◆ Objective
Can you lay out every row below as a Markdown table with the columns No. and Entry, giving each row its number and leaving out blank lines?

— BEGIN —

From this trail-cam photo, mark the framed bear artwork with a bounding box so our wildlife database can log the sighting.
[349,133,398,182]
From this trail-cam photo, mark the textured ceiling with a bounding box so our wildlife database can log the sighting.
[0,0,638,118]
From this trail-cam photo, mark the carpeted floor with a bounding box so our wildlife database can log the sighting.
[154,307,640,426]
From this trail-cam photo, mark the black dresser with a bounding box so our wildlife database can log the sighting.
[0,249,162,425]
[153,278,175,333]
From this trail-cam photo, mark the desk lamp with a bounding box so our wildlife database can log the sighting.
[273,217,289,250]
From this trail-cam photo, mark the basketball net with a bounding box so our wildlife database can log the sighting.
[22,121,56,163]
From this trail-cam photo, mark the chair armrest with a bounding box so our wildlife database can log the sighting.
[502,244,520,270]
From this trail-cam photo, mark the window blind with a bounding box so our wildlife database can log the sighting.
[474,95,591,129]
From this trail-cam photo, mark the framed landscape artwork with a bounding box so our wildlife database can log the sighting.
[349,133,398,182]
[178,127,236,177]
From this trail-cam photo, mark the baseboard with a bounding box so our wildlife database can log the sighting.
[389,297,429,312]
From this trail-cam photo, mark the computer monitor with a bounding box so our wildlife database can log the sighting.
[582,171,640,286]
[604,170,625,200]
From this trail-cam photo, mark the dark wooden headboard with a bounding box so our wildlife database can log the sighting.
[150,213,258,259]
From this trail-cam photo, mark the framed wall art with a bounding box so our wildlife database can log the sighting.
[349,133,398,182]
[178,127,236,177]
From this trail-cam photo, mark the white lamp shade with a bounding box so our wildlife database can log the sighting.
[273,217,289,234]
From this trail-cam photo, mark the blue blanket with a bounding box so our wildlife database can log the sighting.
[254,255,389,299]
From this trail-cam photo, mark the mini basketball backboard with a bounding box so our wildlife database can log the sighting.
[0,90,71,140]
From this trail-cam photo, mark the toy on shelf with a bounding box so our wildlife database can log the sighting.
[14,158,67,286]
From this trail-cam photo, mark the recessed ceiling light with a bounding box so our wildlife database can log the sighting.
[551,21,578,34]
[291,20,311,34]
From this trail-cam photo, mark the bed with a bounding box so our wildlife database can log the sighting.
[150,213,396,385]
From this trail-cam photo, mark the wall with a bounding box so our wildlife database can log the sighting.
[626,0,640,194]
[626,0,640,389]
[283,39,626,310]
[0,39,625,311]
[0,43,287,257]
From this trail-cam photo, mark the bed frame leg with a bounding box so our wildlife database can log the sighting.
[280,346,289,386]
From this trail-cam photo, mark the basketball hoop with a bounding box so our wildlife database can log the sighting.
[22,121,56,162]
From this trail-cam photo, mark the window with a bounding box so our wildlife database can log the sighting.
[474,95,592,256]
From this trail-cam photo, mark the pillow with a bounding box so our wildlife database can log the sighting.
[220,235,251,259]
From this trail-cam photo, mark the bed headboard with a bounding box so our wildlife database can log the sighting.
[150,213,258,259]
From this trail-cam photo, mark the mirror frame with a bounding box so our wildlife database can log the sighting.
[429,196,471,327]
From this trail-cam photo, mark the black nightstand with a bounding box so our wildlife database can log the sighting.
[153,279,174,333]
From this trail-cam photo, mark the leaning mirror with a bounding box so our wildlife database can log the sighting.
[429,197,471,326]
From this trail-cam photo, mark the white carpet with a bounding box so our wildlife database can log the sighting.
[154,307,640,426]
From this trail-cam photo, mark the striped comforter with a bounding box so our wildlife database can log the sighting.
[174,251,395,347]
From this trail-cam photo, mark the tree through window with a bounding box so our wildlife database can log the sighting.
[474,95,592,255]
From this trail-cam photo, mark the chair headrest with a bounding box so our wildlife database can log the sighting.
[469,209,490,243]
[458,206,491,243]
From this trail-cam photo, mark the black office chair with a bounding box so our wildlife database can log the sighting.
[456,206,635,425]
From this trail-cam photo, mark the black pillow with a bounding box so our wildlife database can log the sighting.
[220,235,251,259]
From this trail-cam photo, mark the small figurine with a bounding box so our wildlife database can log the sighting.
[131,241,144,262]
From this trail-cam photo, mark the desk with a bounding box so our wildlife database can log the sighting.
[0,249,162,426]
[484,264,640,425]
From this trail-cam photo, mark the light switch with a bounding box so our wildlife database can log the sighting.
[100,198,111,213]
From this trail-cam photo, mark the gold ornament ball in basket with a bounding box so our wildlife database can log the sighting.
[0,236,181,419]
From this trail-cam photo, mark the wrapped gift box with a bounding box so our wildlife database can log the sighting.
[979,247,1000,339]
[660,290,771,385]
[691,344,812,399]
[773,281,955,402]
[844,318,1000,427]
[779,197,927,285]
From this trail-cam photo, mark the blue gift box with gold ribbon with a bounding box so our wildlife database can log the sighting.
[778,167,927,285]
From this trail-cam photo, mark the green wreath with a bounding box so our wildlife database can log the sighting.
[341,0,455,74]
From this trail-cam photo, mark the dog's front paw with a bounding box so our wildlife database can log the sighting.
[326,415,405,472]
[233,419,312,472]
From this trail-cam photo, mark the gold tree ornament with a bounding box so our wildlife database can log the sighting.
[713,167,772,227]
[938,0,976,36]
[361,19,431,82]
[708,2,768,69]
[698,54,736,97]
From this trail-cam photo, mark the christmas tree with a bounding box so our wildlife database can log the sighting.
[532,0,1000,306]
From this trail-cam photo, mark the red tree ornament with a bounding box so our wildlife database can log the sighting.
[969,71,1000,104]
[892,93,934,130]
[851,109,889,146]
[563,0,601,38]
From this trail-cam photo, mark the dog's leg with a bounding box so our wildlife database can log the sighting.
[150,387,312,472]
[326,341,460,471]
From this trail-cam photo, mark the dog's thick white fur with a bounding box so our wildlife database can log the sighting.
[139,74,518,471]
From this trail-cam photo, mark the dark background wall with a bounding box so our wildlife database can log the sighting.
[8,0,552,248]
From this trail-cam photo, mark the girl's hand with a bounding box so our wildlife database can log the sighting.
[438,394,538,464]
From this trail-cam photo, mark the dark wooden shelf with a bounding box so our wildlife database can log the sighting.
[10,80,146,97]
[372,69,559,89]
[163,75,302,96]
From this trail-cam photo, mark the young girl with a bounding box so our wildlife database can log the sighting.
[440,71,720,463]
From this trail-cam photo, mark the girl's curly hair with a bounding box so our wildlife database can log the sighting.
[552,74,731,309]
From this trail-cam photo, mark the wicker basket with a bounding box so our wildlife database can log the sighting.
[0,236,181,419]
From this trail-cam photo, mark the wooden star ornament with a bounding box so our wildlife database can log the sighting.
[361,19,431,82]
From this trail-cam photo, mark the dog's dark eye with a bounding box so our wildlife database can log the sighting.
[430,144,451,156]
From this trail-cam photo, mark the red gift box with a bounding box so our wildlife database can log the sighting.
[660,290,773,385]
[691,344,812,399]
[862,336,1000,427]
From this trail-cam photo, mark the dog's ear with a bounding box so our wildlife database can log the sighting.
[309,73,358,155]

— END —

◆ Answer below
| No. | Entry |
|---|---|
| 1 | From this trail-cam photo, mark the framed bear artwork with a bounding box so our wildlife database can log the sighting. |
| 2 | [349,133,398,182] |
| 3 | From this trail-cam photo, mark the textured ceiling with a bounding box so our wildlife database can log the sighting. |
| 4 | [0,0,638,118] |
| 5 | From this trail-cam photo, mark the carpeted floor with a bounding box so our wildlife database can log the sighting. |
| 6 | [154,307,640,426] |
| 7 | From this trail-cam photo, mark the black dresser with a bounding box so our wildlife database can log the sighting. |
| 8 | [0,249,162,425] |
| 9 | [153,278,175,333] |
| 10 | From this trail-cam photo, mark the desk lamp with a bounding box so our wildlife database can log the sighting. |
| 11 | [273,217,289,250] |
| 12 | From this trail-cam photo, mark the basketball net with a bounding box so our wildlife database can log the sighting. |
| 13 | [22,121,56,163] |
| 14 | From this trail-cam photo, mark the chair armrest with a bounding box so our wildlife database can log the sighting. |
| 15 | [502,244,520,270] |
| 16 | From this trail-cam photo, mark the window blind with a bounding box so our wildlife database can log the sighting. |
| 17 | [474,95,591,129] |
| 18 | From this trail-cam photo, mark the framed landscape artwork with a bounding box so our wildlife database can log the sighting. |
| 19 | [349,133,398,182] |
| 20 | [178,127,236,177] |
| 21 | From this trail-cam photo, mark the baseboard with a bounding box so our wildlife database can log the sighting. |
| 22 | [389,297,429,312] |
| 23 | From this trail-cam photo, mark the computer monitor with a bounding box so our wildlife database can log the sighting. |
| 24 | [582,171,640,286] |
| 25 | [604,170,625,200] |
| 26 | From this trail-cam photo, mark the dark wooden headboard with a bounding box so our wildlife database can log the sighting. |
| 27 | [150,213,258,259] |
| 28 | From this trail-cam photo, mark the framed wall art with a bounding box so our wildlife database can log the sighting. |
| 29 | [349,133,398,182] |
| 30 | [178,127,236,177] |
| 31 | From this trail-cam photo, mark the white lamp shade with a bounding box so our wildlife database can log the sighting. |
| 32 | [273,217,289,234] |
| 33 | From this trail-cam photo, mark the blue blanket with a bounding box so our wildlife database can log the sighting. |
| 34 | [254,255,389,299] |
| 35 | From this trail-cam photo, mark the mini basketball backboard with a bounding box so our wildlife database can log the sighting. |
| 36 | [0,90,71,140] |
| 37 | From this trail-cam photo, mark the toy on shelf with a bounding box so our wildlife database can log the sighting. |
| 38 | [14,158,67,286] |
| 39 | From this trail-cam photo, mark the recessed ceiling light with a bounding box so our wildlife database can log the sighting. |
| 40 | [551,21,578,34] |
| 41 | [291,20,311,34] |
| 42 | From this trail-cam photo, mark the bed with a bounding box so our wildlife database can log the sighting. |
| 43 | [150,213,396,385] |
| 44 | From this trail-cam photo, mark the wall with a bounding box so our wildlife database can log the sighting. |
| 45 | [626,0,640,194] |
| 46 | [626,0,640,389] |
| 47 | [283,39,626,310] |
| 48 | [0,39,625,311] |
| 49 | [0,43,287,257] |
| 50 | From this trail-cam photo, mark the bed frame leg with a bounding box so our wildlife database can log the sighting. |
| 51 | [280,346,289,386] |
| 52 | From this trail-cam photo, mark the basketball hoop with a bounding box so our wildlife database can log the sighting. |
| 53 | [22,121,56,162] |
| 54 | From this trail-cam photo, mark the window with a bounding box so our wildlife database can log the sighting. |
| 55 | [474,95,592,256] |
| 56 | From this trail-cam photo, mark the pillow with a bounding box so our wildlife database can log the sighting. |
| 57 | [220,235,251,259] |
| 58 | From this trail-cam photo, mark the bed headboard with a bounding box so our wildlife database can log the sighting. |
| 59 | [150,213,258,259] |
| 60 | From this trail-cam photo, mark the mirror frame with a bounding box so our wildlife database can log the sighting. |
| 61 | [429,196,471,327] |
| 62 | From this trail-cam photo, mark the black nightstand with a bounding box so our wildlife database can log the sighting. |
| 63 | [153,279,174,333] |
| 64 | From this trail-cam photo, mark the leaning mirror with a bounding box so our wildlife database can log the sighting. |
| 65 | [429,197,471,326] |
| 66 | From this trail-cam photo, mark the white carpet with a bounding box so our wildlife database can log the sighting. |
| 67 | [154,307,640,426] |
| 68 | From this trail-cam photo, mark the striped comforter with a bounding box so our wildlife database can log the sighting. |
| 69 | [174,251,395,347] |
| 70 | From this trail-cam photo, mark the tree through window with a bounding box so our wildlife database can log the sighting. |
| 71 | [474,95,592,255] |
| 72 | From this trail-cam photo, mark the chair headrest with a bounding box so our wildlife database can log the sighting. |
| 73 | [469,209,490,243] |
| 74 | [458,206,491,243] |
| 75 | From this trail-cam photo, mark the black office chair with a bounding box so our wildlife database can log the sighting. |
| 76 | [456,206,635,425] |
| 77 | From this trail-cam photo, mark the black pillow with a bounding box so our wildlife database can log the sighting. |
| 78 | [220,235,251,259] |
| 79 | From this trail-cam photo, mark the small figurine with a bounding box so our wildlife database can log the sighting. |
| 80 | [131,241,144,262] |
| 81 | From this trail-cam photo, mark the desk with a bounding box so our wildlife database can log the sighting. |
| 82 | [0,249,162,426] |
| 83 | [484,264,640,425] |
| 84 | From this trail-cam photo, mark the light switch with a bounding box so our wildlife database can log the sighting. |
| 85 | [100,198,111,213] |
| 86 | From this trail-cam photo, mark the gold ornament ball in basket with a bounding box so our wildlife database can log the sighting. |
| 87 | [0,236,181,419] |
| 88 | From this trail-cam photo, mark the wrapped gift box with a bounding box so our wildlife database can log the sighting. |
| 89 | [979,247,1000,339] |
| 90 | [660,290,771,385] |
| 91 | [691,344,812,399] |
| 92 | [773,281,955,402] |
| 93 | [844,318,1000,427] |
| 94 | [779,197,927,285] |
| 95 | From this trail-cam photo, mark the blue gift box with gold ribbon with a bounding box so our wildlife database can log the sighting. |
| 96 | [778,167,927,285] |
| 97 | From this trail-cam photo, mark the green wreath with a bounding box so our wildlife database can log the sighting. |
| 98 | [341,0,455,74] |
| 99 | From this trail-cam photo, mark the dog's front paw with a bounding box so our wildlife database can log the sighting. |
| 100 | [326,415,405,472] |
| 101 | [233,419,312,472] |
| 102 | From this trail-cam photo, mark the gold tree ornament with a bounding box so our wildlife database can log the sighting. |
| 103 | [713,167,772,227] |
| 104 | [938,0,976,36] |
| 105 | [361,19,431,82] |
| 106 | [708,2,768,69] |
| 107 | [698,54,736,97] |
| 108 | From this trail-cam photo, mark the christmas tree with a bounding box so our wildlife database can log the sighting. |
| 109 | [532,0,1000,306] |
| 110 | From this trail-cam photo, mark the red tree ornament with a bounding box so our wildlife database can log the sighting. |
| 111 | [969,71,1000,104] |
| 112 | [892,93,934,130] |
| 113 | [851,109,889,146] |
| 114 | [563,0,601,38] |
| 115 | From this trail-cam photo, mark the dog's leg with a bounding box so our wildlife database can log the sighting. |
| 116 | [150,387,312,472] |
| 117 | [326,341,460,471] |
| 118 | From this trail-cam photo, mark the dog's thick white fur with a bounding box so our wildlife database can log the sighting. |
| 119 | [139,74,518,471] |
| 120 | From this trail-cam photo, mark the dark background wall with a bounding box so our wildlife database can log the sighting. |
| 121 | [8,0,552,248] |
| 122 | From this trail-cam photo, mark the girl's hand with a bounding box so our wildlife database can log the sighting. |
| 123 | [438,394,538,464] |
| 124 | From this trail-cam photo, mark the dark wooden shelf with a bounding box so our wildlife database can log the sighting. |
| 125 | [10,80,146,97] |
| 126 | [372,69,559,89] |
| 127 | [163,75,302,96] |
| 128 | From this trail-cam photo, mark the young girl with a bounding box so our wildlife database can log the sighting. |
| 129 | [440,71,720,463] |
| 130 | From this trail-cam photo, mark the girl's curly hair with a bounding box so our wildlife database can log the sighting. |
| 131 | [552,74,731,309] |
| 132 | From this trail-cam photo, mark the wicker basket with a bounding box so our wildlife database can log the sighting. |
| 133 | [0,236,181,419] |
| 134 | From this trail-cam photo, mark the wooden star ornament with a bounding box so our wildlife database can log the sighting. |
| 135 | [361,19,431,82] |
| 136 | From this trail-cam photo, mark the dog's dark eye with a bounding box so our wildlife database can log the sighting. |
| 137 | [430,144,451,156] |
| 138 | From this trail-cam photo, mark the red gift box with a bounding box so our wildlife database can log the sighting. |
| 139 | [660,290,773,385] |
| 140 | [691,344,812,399] |
| 141 | [862,336,1000,427] |
| 142 | From this trail-cam photo, mark the dog's ear with a bounding box so our wildlife database can log the sighting. |
| 143 | [309,73,358,155] |